Objective: Retype the section of the Mpho Popps biography that runs from "Mpho was announced" up to and including "and Television Awards.", keeping every word and mark the same.

Excerpt to read:
- Born: Mpho Modikoane 10 June 1987 (age 39) Mondeor, Soweto, South Africa
- Occupation: Comedian • actor • tv host • podcaster
- Known for: Ayeye

= Mpho Popps =

South African comedian and actor

Mpho "Popps" Modikoane (born 10 June 1987) is a South African comedian, TV host, podcaster and actor. He is the current host of the The Masked Singer South Africa on SABC 3.

He starred in the 2015 Showmax series Ayeye, and 2023 Netflix film Big Nunu's Little Heist as Sargent Seretse.

== Career ==
=== Television ===
Mpho commentated on season two of the Vuzu show 10 over 10 in 2013.From 2014 to 2015, he hosted Your Perfect Sishebo Show, SABC1 reality competition cooking series. In June 2016, he contested on Lip Sync Battle Africa, celebrity competition show.

Mpho was announced as the host of the 28th ceremony of South African Music Awards with Robot Boii in August 2022. Same month in 2022, he bagged a role as the host of the 16th Annual South African Film and Television Awards.

In June 2023, Mpho became a host of The Masked Singer South Africa TV singing competition aired on SABC 3. He landed in a role of Sargent Seretse police officer, in Big Nunu's Little Heist, premiered on Netflix on 28 July 2023. In April 2024, he won Comedian of the Year at 11th Savanna Comics' Choice Awards.

Items:
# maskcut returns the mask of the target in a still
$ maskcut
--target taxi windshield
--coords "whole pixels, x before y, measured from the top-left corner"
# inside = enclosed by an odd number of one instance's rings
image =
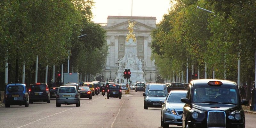
[[[235,88],[198,87],[192,93],[193,103],[218,103],[237,104],[237,90]]]

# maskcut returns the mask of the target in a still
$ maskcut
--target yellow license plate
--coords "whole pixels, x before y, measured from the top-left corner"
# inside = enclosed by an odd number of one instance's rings
[[[20,95],[12,95],[12,97],[20,97]]]

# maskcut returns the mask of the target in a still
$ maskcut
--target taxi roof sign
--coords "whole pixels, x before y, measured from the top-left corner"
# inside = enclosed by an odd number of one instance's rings
[[[222,82],[219,81],[210,81],[207,84],[210,85],[216,86],[220,86],[222,84]]]

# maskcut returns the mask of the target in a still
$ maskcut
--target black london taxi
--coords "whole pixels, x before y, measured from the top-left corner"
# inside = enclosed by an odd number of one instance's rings
[[[29,98],[26,85],[22,84],[12,84],[7,85],[5,97],[5,108],[12,105],[25,105],[28,107]]]
[[[32,84],[28,90],[29,103],[34,102],[43,101],[51,102],[51,95],[47,84]]]
[[[122,97],[122,90],[120,84],[109,84],[107,91],[107,97],[114,97],[121,99]]]
[[[245,128],[242,105],[248,101],[240,99],[236,82],[226,80],[200,79],[190,82],[182,121],[183,128]]]

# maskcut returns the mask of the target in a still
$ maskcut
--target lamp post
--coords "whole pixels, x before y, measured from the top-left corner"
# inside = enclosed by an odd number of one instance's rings
[[[110,77],[109,77],[109,80],[111,80],[111,72],[112,72],[112,71],[111,71],[111,70],[110,70],[109,71],[109,72],[110,72]]]
[[[152,73],[152,72],[150,72],[150,78],[149,78],[149,83],[151,83],[151,82],[152,81],[152,79],[151,79],[151,73]]]

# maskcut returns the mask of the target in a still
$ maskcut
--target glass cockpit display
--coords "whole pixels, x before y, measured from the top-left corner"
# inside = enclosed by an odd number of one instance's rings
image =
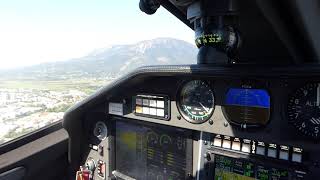
[[[270,96],[264,89],[231,88],[222,110],[228,121],[243,128],[263,126],[270,118]]]
[[[185,179],[191,172],[187,162],[192,162],[187,134],[182,129],[116,122],[116,170],[139,180]]]

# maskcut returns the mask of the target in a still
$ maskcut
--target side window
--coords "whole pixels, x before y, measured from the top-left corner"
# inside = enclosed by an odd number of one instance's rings
[[[0,144],[144,65],[193,64],[194,32],[132,1],[0,2]]]

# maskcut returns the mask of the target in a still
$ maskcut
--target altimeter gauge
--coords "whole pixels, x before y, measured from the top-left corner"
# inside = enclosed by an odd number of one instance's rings
[[[287,116],[295,128],[314,139],[320,130],[320,83],[309,83],[289,98]]]
[[[201,80],[187,82],[178,95],[178,109],[191,123],[203,123],[214,111],[214,94],[210,86]]]

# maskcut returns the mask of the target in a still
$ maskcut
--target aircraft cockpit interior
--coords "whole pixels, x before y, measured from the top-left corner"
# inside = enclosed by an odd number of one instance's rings
[[[138,68],[68,109],[70,178],[320,177],[319,1],[137,6],[194,30],[197,64]]]

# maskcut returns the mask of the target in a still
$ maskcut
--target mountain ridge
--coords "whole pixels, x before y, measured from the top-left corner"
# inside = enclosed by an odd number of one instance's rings
[[[193,64],[196,55],[196,46],[186,41],[156,38],[135,44],[99,48],[80,58],[42,63],[0,75],[35,79],[117,77],[140,66]]]

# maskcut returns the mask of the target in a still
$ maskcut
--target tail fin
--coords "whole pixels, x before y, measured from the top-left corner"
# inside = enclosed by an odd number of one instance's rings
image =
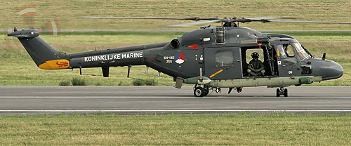
[[[39,32],[35,29],[22,29],[7,34],[17,37],[22,43],[27,52],[41,69],[67,69],[69,67],[65,54],[61,54],[41,38]]]

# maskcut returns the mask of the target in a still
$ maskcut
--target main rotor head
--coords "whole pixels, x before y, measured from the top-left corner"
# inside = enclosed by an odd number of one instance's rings
[[[351,22],[323,22],[323,21],[303,21],[303,20],[273,20],[273,19],[297,19],[292,17],[265,17],[265,18],[224,18],[220,19],[216,18],[134,18],[134,17],[91,17],[83,16],[79,18],[90,18],[90,19],[149,19],[149,20],[192,20],[197,21],[195,22],[183,23],[177,25],[170,25],[170,27],[187,27],[197,25],[201,25],[210,22],[223,22],[223,26],[233,26],[236,25],[235,22],[246,23],[251,22],[299,22],[299,23],[326,23],[326,24],[351,24]],[[204,20],[204,21],[200,21]]]

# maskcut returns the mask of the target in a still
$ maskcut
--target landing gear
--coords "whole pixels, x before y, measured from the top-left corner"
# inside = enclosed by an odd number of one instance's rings
[[[197,86],[197,88],[195,88],[195,89],[194,90],[194,95],[195,95],[196,97],[202,97],[204,95],[205,95],[205,89],[201,86]]]
[[[194,89],[194,95],[196,97],[203,97],[207,95],[210,93],[210,89],[208,87],[203,87],[201,86],[195,86],[195,89]]]
[[[284,97],[288,97],[288,89],[284,88],[280,88],[277,89],[277,97],[279,97],[281,95],[284,95]]]
[[[235,90],[237,91],[237,92],[241,93],[242,91],[242,87],[237,87],[235,88]]]

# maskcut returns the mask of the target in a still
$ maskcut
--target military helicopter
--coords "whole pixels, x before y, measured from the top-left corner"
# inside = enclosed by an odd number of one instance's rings
[[[273,19],[292,18],[122,18],[81,17],[95,19],[190,20],[195,22],[174,25],[188,26],[221,22],[220,26],[206,25],[185,33],[170,42],[119,48],[107,48],[66,54],[57,51],[39,37],[36,29],[14,29],[8,36],[17,37],[37,65],[44,69],[101,67],[104,77],[109,77],[110,67],[146,65],[173,77],[176,88],[183,84],[194,84],[194,95],[207,95],[210,91],[220,92],[228,88],[238,93],[243,87],[277,88],[276,95],[288,96],[289,86],[300,86],[340,78],[343,69],[338,63],[314,58],[293,36],[282,34],[261,33],[239,27],[239,22],[351,22],[299,21]],[[199,21],[205,20],[205,21]],[[290,51],[288,54],[288,49]],[[263,57],[264,72],[253,76],[248,69],[247,55],[258,50]]]

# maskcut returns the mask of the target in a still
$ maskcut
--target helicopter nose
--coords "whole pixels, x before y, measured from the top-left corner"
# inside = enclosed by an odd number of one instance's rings
[[[334,79],[341,77],[344,69],[338,63],[331,60],[324,60],[322,67],[322,80]]]

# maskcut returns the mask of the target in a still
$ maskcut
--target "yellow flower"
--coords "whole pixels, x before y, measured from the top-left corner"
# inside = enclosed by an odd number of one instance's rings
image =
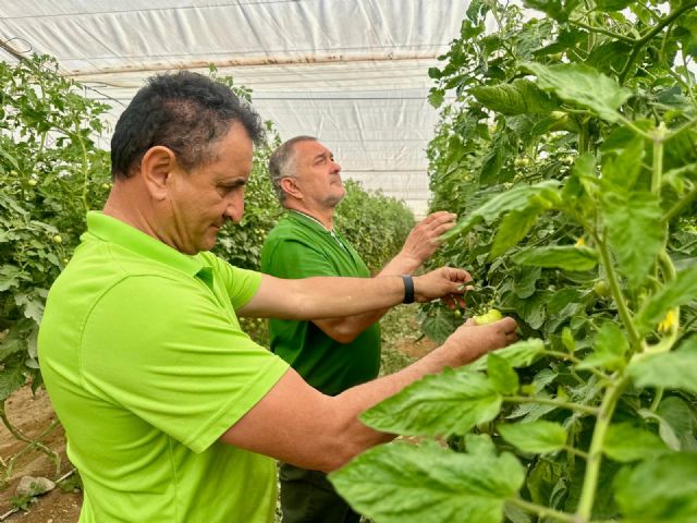
[[[673,330],[673,328],[677,326],[677,319],[678,319],[677,311],[674,308],[671,308],[665,315],[665,317],[663,318],[663,320],[660,324],[658,324],[658,331],[668,332],[670,330]]]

Answer to this task:
Mpho was announced as the host of the 28th ceremony of South African Music Awards with Robot Boii in August 2022. Same month in 2022, he bagged a role as the host of the 16th Annual South African Film and Television Awards.